Chapter 6: Desireless Devotion
The first question:
Buddha insists on absolute emptiness and Shankara insists on absolute fullness. And both of them have great logic and arguments to support their view. They have known the truth, the divine, so why do they refute each other and create support for their own way? And here you support both of them simultaneously! Why is this so?
Buddha realized the divine in absolute emptiness, shunya. He can show others only the same way which he has known. He can only take you on the path that he has walked. It would be dangerous to take you on a path that he has not walked; then it would be impossible for him to guide you. It is not that Buddha does not know that you can attain through the other path too. But even to say that there is another path that also leads to the same place is to shake your trust in this path. They have to refute each other’s paths just out of compassion for you, because you are already so confused. Your confusion is that you cannot make any decisions; indecisiveness is your disease.
If Buddha says that you can know the divine through emptiness and you can also know it through fullness, that you can reach from the east and also from the west, then this would add more indecisiveness to your state of confusion.

Stored data:
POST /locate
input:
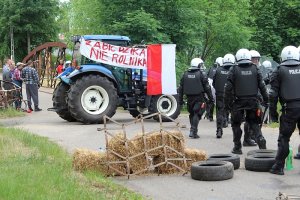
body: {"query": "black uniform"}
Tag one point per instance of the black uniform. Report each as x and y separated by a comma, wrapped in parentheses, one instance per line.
(219, 81)
(210, 106)
(284, 82)
(194, 84)
(244, 81)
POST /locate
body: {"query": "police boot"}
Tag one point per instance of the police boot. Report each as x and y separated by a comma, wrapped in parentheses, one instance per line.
(196, 136)
(277, 168)
(219, 133)
(237, 149)
(225, 123)
(249, 143)
(261, 143)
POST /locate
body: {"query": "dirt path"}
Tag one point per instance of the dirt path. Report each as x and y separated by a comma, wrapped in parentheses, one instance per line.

Tasks and exercises:
1) Write out the Desireless Devotion passage word for word between "Buddha realized the" and "is your disease.", inclusive.
2) Keep going with the Desireless Devotion passage, picking up right after its final sentence.
The rows have nothing to do with what comes next.

Solved problems:
1)
Buddha realized the divine in absolute emptiness, shunya. He can show others only the same way which he has known. He can only take you on the path that he has walked. It would be dangerous to take you on a path that he has not walked; then it would be impossible for him to guide you. It is not that Buddha does not know that you can attain through the other path too. But even to say that there is another path that also leads to the same place is to shake your trust in this path. They have to refute each other’s paths just out of compassion for you, because you are already so confused. Your confusion is that you cannot make any decisions; indecisiveness is your disease.

2)
So Buddha emphasizes that you can reach only through absolute emptiness. And when he says that you cannot reach through absolute fullness, through purna, it simply means that you can reach through absolute emptiness. He is not saying anything about absolute fullness. He is saying to his listeners, “I don’t want to add to your confusion. You have already strayed so far away.”
He emphasizes that his is the only path, that the other path is wrong because until you are clear that the other path is wrong you will not be total on his path.
That’s why the enlightened ones have often had to deny many things that they did not want to deny. They had to do it only out of their compassion for the ignorant. But an ignorant person is ignorant - he will even misunderstand your compassion.